Output each of the following rows again, character for character.

=== Begin Enclosure ===

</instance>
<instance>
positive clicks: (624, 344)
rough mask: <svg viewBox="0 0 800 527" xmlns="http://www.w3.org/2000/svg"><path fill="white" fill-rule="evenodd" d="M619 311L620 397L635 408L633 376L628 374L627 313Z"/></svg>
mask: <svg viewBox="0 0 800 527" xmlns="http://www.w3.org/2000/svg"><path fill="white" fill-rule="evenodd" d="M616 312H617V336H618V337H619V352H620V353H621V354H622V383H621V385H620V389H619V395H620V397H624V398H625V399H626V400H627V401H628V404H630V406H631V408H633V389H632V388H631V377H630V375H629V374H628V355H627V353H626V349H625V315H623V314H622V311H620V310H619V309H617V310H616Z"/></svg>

=== End Enclosure ===

• [TASK RESULT]
</instance>
<instance>
positive clicks: (624, 344)
rough mask: <svg viewBox="0 0 800 527" xmlns="http://www.w3.org/2000/svg"><path fill="white" fill-rule="evenodd" d="M619 311L620 397L635 408L633 376L628 374L627 313Z"/></svg>
mask: <svg viewBox="0 0 800 527" xmlns="http://www.w3.org/2000/svg"><path fill="white" fill-rule="evenodd" d="M616 312H617V336H618V337H619V352H620V353H621V354H622V383H621V385H620V389H619V395H620V397H624V398H625V399H626V400H627V401H628V404H630V406H631V408H633V389H632V388H631V377H630V375H629V374H628V355H627V353H626V349H625V315H623V314H622V311H620V310H619V309H617V310H616Z"/></svg>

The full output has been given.